Objective
Rewrite every line of the records below as a JSON list of strings, one string per line, omitting blank lines.
──────────
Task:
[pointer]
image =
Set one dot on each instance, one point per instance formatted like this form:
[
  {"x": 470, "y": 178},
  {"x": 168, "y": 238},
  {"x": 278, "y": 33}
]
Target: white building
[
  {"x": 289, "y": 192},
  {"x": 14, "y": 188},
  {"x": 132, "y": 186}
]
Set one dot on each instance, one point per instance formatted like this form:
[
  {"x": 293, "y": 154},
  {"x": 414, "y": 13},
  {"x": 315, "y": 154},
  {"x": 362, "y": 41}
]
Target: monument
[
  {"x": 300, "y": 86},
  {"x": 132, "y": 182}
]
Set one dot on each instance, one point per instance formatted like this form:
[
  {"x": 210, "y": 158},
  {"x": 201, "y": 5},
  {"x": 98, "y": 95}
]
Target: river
──────────
Exercise response
[
  "Task:",
  "[pointer]",
  "image =",
  "Set one dot on each instance, one point per instance formatted like this form:",
  "[",
  "  {\"x\": 470, \"y\": 178},",
  "  {\"x\": 168, \"y\": 238},",
  "  {\"x\": 278, \"y\": 33}",
  "]",
  "Target: white building",
  "[",
  "  {\"x\": 289, \"y\": 192},",
  "  {\"x\": 14, \"y\": 188},",
  "  {\"x\": 132, \"y\": 186}",
  "]",
  "Set one dot on each instance, one point per instance formatted like this form:",
  "[",
  "  {\"x\": 293, \"y\": 154},",
  "  {\"x\": 414, \"y\": 13},",
  "  {\"x\": 315, \"y\": 154},",
  "  {\"x\": 362, \"y\": 41}",
  "]",
  "Target: monument",
  "[",
  "  {\"x\": 300, \"y\": 86},",
  "  {\"x\": 132, \"y\": 182}",
  "]",
  "Set one dot on each instance, one point per instance formatted like this form:",
  "[",
  "  {\"x\": 210, \"y\": 158},",
  "  {\"x\": 201, \"y\": 5},",
  "  {\"x\": 98, \"y\": 95}",
  "]",
  "Target: river"
]